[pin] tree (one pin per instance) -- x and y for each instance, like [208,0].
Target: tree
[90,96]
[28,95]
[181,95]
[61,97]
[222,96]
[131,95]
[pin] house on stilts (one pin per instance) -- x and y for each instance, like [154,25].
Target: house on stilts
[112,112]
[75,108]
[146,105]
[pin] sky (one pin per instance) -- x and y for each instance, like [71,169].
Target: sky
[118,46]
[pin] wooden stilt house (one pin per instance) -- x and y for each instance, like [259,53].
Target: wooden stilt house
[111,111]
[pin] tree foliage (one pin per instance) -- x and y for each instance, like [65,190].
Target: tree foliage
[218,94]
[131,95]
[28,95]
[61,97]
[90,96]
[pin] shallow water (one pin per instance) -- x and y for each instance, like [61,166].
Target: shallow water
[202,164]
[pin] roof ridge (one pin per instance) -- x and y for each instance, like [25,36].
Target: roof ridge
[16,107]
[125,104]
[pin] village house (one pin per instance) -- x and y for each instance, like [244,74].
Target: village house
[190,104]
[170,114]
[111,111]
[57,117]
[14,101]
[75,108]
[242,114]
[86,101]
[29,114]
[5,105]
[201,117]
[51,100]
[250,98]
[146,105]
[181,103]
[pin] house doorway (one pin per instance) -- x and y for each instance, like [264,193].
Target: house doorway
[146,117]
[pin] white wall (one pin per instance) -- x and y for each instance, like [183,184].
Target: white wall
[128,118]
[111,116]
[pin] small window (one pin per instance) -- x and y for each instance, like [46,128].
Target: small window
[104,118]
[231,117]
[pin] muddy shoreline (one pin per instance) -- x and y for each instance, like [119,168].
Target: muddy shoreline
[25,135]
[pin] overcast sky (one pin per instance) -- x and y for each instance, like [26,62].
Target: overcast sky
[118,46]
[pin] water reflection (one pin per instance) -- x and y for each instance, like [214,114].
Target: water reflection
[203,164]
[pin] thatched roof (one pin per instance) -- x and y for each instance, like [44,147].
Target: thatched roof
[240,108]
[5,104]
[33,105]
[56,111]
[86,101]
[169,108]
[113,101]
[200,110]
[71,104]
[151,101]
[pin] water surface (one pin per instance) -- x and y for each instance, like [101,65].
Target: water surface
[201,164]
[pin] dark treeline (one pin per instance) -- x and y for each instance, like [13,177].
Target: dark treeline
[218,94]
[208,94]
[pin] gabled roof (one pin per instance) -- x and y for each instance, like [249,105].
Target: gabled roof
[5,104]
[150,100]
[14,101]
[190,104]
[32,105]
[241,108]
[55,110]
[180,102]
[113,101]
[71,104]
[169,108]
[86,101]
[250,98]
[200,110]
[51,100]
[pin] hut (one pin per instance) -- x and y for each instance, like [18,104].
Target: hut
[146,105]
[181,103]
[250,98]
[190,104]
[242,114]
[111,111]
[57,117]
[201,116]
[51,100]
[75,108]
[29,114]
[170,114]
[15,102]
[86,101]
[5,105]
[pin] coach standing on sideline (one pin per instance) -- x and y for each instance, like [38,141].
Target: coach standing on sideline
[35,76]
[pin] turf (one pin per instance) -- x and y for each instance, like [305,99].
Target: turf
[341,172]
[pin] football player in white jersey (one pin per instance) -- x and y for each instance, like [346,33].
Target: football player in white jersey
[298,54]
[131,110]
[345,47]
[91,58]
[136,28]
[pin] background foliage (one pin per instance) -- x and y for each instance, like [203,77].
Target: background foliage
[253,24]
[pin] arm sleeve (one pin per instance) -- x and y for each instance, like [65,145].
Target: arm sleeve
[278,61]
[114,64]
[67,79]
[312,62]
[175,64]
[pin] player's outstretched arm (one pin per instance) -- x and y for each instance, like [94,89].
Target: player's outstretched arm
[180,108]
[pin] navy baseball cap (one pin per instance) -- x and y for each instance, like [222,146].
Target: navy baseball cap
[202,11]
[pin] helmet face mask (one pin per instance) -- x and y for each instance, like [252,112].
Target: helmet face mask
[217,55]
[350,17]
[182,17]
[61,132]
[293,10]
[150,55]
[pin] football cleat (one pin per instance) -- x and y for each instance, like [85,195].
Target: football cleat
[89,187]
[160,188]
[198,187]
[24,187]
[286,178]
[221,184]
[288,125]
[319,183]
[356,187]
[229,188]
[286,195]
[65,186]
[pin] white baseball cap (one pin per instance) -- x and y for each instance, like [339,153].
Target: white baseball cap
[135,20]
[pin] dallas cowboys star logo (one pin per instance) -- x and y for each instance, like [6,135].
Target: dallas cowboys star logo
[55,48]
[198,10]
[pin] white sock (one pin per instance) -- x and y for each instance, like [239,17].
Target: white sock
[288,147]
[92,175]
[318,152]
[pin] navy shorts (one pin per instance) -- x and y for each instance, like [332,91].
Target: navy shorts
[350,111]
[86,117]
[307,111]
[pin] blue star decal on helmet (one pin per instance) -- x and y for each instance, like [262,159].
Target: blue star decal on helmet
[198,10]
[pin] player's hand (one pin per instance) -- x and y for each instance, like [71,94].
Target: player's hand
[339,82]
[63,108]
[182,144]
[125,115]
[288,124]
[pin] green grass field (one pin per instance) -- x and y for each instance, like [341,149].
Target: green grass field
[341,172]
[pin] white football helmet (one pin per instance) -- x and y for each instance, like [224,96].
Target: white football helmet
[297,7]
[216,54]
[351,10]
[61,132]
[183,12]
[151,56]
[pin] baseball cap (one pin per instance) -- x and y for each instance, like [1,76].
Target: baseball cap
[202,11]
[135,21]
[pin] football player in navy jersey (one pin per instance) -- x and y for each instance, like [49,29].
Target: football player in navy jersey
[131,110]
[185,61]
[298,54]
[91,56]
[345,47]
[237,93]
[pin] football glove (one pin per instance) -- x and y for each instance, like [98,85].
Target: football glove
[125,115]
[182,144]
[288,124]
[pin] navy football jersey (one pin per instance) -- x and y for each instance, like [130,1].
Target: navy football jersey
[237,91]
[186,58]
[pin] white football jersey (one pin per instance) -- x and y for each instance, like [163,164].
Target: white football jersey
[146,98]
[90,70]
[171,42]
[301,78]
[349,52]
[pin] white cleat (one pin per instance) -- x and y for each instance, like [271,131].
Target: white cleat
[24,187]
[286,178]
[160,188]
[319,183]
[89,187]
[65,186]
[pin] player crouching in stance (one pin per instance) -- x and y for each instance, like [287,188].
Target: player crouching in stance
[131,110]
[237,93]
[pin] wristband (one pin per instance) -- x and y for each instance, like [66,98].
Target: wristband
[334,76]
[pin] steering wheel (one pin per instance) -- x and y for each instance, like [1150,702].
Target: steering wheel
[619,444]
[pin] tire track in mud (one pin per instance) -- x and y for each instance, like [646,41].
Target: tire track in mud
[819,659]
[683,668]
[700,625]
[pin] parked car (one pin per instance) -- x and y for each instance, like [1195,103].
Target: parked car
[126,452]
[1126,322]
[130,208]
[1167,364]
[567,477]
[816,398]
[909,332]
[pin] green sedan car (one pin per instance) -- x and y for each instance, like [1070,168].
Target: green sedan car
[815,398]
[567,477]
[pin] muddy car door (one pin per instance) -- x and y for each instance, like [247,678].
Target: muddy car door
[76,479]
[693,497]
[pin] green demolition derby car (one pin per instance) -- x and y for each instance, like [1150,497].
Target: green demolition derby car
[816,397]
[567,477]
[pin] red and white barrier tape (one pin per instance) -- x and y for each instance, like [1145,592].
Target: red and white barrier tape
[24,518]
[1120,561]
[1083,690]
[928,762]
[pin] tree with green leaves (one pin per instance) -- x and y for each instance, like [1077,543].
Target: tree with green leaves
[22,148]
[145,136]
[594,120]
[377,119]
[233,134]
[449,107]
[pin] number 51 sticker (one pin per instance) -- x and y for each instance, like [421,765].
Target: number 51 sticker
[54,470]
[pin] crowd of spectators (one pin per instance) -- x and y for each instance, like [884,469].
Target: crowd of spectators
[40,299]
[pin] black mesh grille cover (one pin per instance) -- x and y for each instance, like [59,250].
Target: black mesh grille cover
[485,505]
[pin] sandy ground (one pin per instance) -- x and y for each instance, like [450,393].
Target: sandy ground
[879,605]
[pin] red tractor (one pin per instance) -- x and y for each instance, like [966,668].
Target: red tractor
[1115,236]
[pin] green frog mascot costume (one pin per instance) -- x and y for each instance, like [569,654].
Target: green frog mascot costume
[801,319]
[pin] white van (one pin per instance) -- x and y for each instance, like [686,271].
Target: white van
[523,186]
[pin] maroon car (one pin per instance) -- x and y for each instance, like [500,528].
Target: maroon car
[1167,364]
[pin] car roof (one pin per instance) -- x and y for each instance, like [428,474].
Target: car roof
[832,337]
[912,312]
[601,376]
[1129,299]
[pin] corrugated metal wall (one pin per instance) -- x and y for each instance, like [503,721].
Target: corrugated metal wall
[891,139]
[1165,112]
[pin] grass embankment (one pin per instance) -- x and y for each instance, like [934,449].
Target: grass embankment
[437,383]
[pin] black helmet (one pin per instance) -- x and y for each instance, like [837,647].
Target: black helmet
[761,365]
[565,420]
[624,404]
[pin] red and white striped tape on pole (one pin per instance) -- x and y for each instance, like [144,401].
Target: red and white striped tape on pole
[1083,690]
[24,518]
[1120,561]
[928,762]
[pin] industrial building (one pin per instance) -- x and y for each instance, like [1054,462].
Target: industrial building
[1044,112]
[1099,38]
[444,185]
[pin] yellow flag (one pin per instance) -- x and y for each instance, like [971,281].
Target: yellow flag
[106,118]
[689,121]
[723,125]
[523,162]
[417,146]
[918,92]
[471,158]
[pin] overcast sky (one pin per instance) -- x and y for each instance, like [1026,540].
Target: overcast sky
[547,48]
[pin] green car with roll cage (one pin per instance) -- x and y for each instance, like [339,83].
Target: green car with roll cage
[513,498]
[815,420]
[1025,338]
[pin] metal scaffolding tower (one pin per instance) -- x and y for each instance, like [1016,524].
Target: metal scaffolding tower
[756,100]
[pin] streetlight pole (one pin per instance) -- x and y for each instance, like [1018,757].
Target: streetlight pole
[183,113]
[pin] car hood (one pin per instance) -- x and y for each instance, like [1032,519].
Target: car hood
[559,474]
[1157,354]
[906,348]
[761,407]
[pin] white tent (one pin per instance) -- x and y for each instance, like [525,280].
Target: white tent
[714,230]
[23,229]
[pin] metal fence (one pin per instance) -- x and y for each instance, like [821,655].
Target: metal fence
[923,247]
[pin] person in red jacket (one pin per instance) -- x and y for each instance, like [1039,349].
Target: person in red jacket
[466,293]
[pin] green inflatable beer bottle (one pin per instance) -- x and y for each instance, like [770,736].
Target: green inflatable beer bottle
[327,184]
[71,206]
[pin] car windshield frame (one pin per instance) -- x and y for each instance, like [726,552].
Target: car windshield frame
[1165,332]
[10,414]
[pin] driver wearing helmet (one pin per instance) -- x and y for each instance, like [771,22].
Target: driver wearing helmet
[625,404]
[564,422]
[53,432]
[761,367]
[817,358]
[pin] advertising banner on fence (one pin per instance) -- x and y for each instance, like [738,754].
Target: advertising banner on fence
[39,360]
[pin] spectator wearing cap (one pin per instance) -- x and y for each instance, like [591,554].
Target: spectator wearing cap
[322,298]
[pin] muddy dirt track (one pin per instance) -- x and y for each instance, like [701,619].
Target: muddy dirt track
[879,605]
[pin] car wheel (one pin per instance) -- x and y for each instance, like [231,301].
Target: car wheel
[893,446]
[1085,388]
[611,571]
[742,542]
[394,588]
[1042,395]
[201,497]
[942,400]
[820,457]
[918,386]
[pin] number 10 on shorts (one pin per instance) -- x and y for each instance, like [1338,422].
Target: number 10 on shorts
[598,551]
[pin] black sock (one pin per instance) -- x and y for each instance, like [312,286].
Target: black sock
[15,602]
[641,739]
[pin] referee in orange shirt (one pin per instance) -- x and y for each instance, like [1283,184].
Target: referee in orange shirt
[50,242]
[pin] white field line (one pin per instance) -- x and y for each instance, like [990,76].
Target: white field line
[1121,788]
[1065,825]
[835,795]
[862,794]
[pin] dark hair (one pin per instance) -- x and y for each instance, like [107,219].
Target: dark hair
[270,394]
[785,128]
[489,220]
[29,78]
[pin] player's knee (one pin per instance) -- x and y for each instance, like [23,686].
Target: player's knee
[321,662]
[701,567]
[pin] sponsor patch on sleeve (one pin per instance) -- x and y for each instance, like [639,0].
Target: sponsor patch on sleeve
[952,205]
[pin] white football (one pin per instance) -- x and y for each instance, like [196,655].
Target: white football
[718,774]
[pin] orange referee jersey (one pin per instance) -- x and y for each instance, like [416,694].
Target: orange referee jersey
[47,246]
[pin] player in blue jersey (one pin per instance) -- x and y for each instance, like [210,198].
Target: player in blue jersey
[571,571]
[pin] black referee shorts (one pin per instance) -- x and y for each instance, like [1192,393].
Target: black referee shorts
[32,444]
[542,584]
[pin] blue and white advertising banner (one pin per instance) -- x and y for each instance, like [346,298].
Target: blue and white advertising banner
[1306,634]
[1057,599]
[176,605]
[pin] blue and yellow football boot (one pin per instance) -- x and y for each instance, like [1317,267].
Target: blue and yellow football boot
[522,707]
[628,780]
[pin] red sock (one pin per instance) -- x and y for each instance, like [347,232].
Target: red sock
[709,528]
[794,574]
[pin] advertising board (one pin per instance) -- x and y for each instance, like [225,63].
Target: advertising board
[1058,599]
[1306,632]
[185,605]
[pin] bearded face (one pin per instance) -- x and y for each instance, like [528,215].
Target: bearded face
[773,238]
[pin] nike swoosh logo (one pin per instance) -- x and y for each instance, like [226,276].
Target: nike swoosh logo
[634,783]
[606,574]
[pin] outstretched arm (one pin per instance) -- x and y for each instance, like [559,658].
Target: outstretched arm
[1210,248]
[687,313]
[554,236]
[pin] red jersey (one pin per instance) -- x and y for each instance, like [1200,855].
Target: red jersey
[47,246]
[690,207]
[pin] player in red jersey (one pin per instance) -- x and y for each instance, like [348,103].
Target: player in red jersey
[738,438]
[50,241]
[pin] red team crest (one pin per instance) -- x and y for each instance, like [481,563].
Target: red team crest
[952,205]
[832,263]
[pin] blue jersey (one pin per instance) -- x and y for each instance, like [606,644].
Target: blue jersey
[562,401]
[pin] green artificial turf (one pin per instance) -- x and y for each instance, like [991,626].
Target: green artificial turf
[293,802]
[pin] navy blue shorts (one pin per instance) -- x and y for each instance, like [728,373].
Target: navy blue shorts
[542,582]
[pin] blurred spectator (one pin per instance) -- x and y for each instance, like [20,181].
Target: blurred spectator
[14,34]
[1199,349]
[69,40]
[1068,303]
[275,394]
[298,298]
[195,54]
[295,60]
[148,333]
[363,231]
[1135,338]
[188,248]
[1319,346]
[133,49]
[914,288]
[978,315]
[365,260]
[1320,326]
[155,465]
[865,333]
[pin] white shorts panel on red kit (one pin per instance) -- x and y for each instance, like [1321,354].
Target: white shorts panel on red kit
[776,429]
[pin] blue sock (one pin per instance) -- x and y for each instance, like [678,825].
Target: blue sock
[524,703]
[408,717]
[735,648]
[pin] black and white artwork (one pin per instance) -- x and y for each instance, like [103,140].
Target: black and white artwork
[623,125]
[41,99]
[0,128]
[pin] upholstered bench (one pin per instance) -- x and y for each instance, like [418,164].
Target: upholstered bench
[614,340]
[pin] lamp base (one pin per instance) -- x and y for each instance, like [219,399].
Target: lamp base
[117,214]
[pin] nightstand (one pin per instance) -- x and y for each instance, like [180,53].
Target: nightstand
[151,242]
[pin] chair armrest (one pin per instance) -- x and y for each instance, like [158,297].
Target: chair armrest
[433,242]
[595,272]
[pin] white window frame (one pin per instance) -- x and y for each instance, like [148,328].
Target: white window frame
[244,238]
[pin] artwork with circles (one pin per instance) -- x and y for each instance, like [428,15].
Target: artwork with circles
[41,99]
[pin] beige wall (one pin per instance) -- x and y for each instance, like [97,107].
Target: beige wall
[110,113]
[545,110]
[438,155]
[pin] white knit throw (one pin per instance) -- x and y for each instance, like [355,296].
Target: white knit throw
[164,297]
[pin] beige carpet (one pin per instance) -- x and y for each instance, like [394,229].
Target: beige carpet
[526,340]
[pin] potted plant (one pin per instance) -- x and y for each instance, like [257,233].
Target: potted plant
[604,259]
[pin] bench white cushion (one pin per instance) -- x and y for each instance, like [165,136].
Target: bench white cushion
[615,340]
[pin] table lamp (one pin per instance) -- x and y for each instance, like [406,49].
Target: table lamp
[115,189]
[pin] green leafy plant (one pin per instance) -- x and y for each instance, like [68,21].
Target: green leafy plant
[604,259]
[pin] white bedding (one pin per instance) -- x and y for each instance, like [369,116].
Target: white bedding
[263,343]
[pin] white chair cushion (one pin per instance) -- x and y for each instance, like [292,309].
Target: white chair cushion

------------------------------------------------

• THE PROBLEM
Keep only the lines from the one containing "[pin] chair armrest" to the end of the entries, and repeat them exactly.

• WRITTEN REPLY
[pin] chair armrest (one pin per instance) -- x and y for each instance, like [158,297].
Target: chair armrest
[433,242]
[595,272]
[pin] white window frame (one pin per instance) -- x and y for each instance, like [148,328].
Target: white window frame
[244,238]
[pin] artwork with circles (one pin per instance) -- x and y for each instance, like [428,15].
Target: artwork with circles
[41,99]
[pin] beige wall (one pin per instance) -- x and y for each instance, like [97,107].
Target: beige wall
[110,113]
[545,110]
[438,155]
[pin] white knit throw (one pin per instance) -- x and y for each instance, like [355,296].
Target: white knit throw
[164,297]
[pin] beige carpet (one pin per instance) -- x and y for each instance, like [394,229].
Target: beige carpet
[526,340]
[pin] potted plant (one pin per instance) -- x and y for each instance, like [257,233].
Target: potted plant
[604,259]
[pin] bench white cushion (one pin per instance) -- x and y for each instance, like [165,136].
Target: bench white cushion
[615,340]
[pin] table lamp (one pin per instance) -- x and y for each instance, like [406,49].
Target: table lamp
[115,189]
[pin] green leafy plant (one pin per instance) -- x and y for each instance, like [68,21].
Target: green leafy plant
[604,259]
[pin] white bedding (one pin per instance) -- x and y for each instance, like [369,116].
Target: white bedding
[263,343]
[pin] white chair cushion (one pin per instance) -- x and y for each instance, like [292,309].
Target: white chair cushion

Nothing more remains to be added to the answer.